Aim A ▸ Update the passage on Frank Lorenzo, beginning at the words "This special dispatch" and stopping after "from Lorenzo’s publicist.)", with "memoir" changed to "autobiography".
Aim B ▸ Go on with the article about Frank Lorenzo's airline career from the point where it stops.

Passage ▸
“Frank Lorenzo has etched an indelible mark on the U.S. airline business,” wrote Aviation Week’s James Ott in 1990 following the announcement of Lorenzo’s departure from Continental Airlines. “Whether as a union buster, an opportunist, or a keen businessman depends on one’s perspective, but his mark has been deep and may be lasting.”
And a lasting mark it was. Thanks to Lorenzo’s work, United Airlines has hubs in Houston and Newark; American Airlines can boast to being the largest U.S. airline to South America; and Delta Air Lines rules to roost in Atlanta. But that mark was achieved through a series of deals, many hostile or made with airlines in distress, that sent waves through the airline industry in the 1980s, left Continental bankrupt, and — some argue — destroyed Eastern Air Lines.
This special dispatch looks at Lorenzo’s new memoir, Flying for Peanuts, published last month. A warning to my regular readers, this goes a bit into the weeds on one man who left his — very controversial — mark on U.S. airlines. (I received a complimentary copy of Flying for Peanuts from Lorenzo’s publicist.)

Everyone deserves to say their part. And Lorenzo certainly does, painting himself as something of a white-collar opportunist who did good for the airline industry by lowering costs after deregulation in 1978, and taking advantage of deals that any sensible person would pursue. Just good, old American capitalism. No harm in that right?
“Most other carriers were slow to learn from our cost-cutting example and the realities of the deregulated environment,” Lorenzo wrote of the time after Continental’s first bankruptcy filing in 1983 and after it had broken its unions. “As a result, they were losing money, which meant the industry remained full of companies ripe for turnaround.”

Photo object pointing records ▸
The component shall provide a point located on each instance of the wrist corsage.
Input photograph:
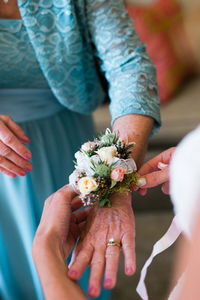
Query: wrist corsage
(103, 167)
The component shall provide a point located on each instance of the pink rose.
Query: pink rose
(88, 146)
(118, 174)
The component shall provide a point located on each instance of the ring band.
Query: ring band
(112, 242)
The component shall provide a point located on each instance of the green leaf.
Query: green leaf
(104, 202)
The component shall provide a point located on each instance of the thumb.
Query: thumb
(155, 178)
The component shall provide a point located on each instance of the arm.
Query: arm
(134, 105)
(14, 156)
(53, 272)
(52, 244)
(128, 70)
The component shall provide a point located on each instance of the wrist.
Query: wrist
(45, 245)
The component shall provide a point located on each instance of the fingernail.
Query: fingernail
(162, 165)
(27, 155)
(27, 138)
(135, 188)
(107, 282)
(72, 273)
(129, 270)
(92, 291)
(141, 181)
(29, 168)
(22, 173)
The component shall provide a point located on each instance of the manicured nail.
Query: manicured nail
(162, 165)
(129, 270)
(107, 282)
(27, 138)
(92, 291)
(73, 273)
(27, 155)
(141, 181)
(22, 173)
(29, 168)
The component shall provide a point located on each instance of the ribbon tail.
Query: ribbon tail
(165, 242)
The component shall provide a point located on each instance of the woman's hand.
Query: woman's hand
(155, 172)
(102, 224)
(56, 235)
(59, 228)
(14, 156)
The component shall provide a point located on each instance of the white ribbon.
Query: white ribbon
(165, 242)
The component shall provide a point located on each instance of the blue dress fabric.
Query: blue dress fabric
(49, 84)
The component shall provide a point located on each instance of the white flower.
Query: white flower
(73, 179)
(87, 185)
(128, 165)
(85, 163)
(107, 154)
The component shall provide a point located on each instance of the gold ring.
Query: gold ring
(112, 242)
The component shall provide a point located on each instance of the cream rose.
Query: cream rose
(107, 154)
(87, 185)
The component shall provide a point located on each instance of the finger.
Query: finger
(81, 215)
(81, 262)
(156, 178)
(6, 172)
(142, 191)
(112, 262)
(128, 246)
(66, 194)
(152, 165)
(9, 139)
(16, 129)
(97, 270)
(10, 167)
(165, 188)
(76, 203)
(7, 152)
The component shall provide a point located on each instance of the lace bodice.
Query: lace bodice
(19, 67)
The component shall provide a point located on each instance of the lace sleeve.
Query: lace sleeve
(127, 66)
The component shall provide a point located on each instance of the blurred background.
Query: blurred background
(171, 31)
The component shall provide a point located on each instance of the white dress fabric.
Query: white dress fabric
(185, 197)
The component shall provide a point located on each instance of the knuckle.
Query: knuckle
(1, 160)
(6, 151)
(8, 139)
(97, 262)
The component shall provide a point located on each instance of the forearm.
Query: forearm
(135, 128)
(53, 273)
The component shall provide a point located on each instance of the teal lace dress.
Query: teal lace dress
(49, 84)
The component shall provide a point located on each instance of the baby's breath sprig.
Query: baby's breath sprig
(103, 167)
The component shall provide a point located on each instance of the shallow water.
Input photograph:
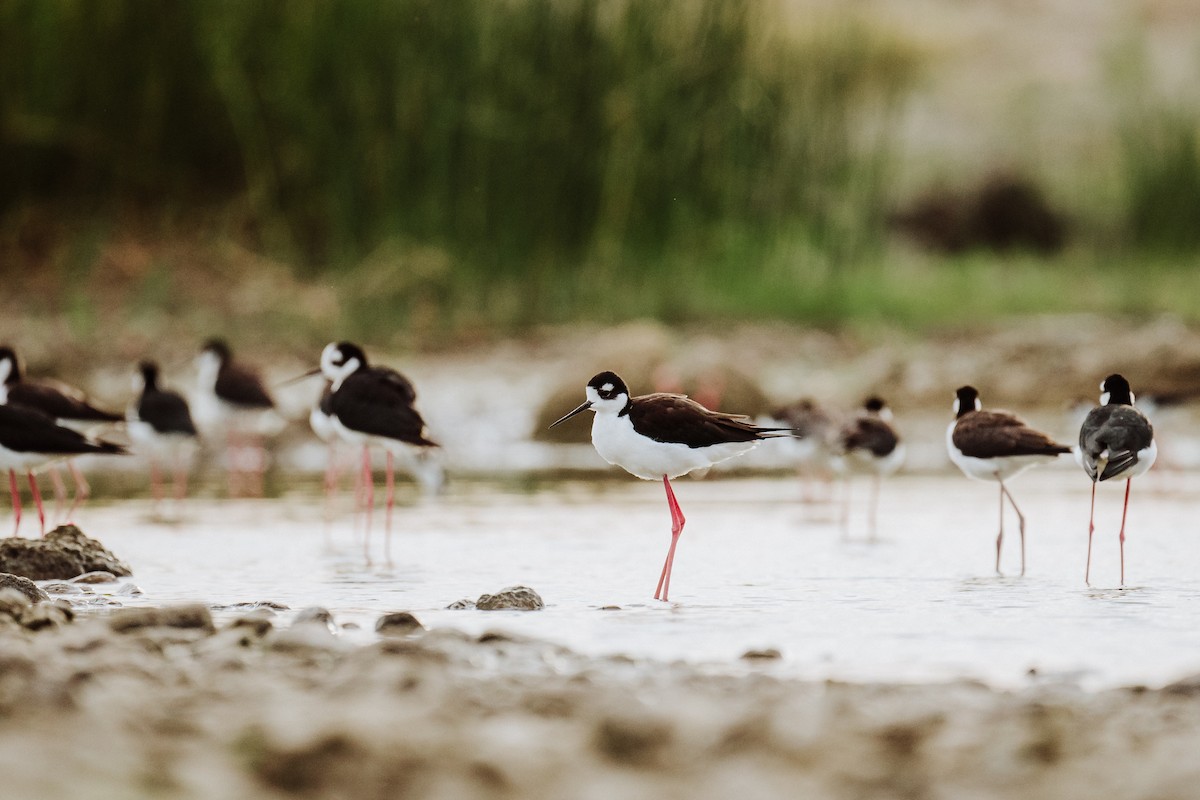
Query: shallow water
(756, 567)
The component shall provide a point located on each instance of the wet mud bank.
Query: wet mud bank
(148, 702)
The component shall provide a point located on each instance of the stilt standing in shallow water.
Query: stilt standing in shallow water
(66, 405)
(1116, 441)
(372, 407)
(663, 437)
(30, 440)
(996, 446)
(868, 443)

Response A ▸
This special dispatch looks at Lorenzo’s new autobiography, Flying for Peanuts, published last month. A warning to my regular readers, this goes a bit into the weeds on one man who left his — very controversial — mark on U.S. airlines. (I received a complimentary copy of Flying for Peanuts from Lorenzo’s publicist.)

Response B ▸
And by “turnaround,” he meant takeover by his Texas Air Corporation (and owner of Continental).
Here Lorenzo’s history gets a bit mushy. He lists Eastern, Frontier (the first one), TWA, United, USAir, and Western as among Texas Air’s targets in the mid-1980s. Though, reviewing annual reports from trade group Airlines for America (A4A), only Eastern, Frontier, TWA, and Western were significant money losers at that time.
And that is not the only time Lorenzo’s history gets mushy, or maybe lacked a thorough copyeditor, in Flying for Peanuts. At one point, he mentioned a “major order for the then new Boeing 737-800s” in the mid-1980s but the -800 was not launched until 1994. He likely meant the 737-300, which Texas Air ordered 51 of in 1984-85, according to Boeing data. And later in the book, discussing his work with the failed startup ATX Airlines in the early 1990s, he wrote that it planned a Baltimore base because the airport “had no major hub operation.” The former managers at USAir might have a word with that.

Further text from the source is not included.